**INSTRUCTIONS TO FOLLOW:** Copy out the lines word for word, beginning at the line that contains "Locate each instance of the dry" and continuing through the end of the entries.

______________________________

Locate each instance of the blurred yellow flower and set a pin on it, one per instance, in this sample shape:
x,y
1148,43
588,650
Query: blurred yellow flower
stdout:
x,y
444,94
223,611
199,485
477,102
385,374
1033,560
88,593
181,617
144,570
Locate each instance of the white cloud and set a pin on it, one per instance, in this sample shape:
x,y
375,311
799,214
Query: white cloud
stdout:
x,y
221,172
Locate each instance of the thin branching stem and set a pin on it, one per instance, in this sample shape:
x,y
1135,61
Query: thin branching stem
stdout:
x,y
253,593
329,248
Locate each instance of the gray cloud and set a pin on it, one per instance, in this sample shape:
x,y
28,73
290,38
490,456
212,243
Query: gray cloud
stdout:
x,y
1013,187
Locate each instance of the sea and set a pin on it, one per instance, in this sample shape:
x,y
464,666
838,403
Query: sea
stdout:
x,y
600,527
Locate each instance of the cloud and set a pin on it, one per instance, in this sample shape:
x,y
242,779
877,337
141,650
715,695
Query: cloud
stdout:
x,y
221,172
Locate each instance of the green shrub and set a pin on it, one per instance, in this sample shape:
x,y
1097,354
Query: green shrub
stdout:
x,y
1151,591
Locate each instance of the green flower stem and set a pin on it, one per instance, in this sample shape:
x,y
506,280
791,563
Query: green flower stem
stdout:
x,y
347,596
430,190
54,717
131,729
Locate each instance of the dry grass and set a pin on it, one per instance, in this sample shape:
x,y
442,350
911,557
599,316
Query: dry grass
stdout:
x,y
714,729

______________________________

**TASK SOLUTION:**
Locate each instance of the dry grass and set a pin on it, one per instance, in this sample shape:
x,y
442,350
911,557
599,316
Query: dry grass
stdout:
x,y
714,729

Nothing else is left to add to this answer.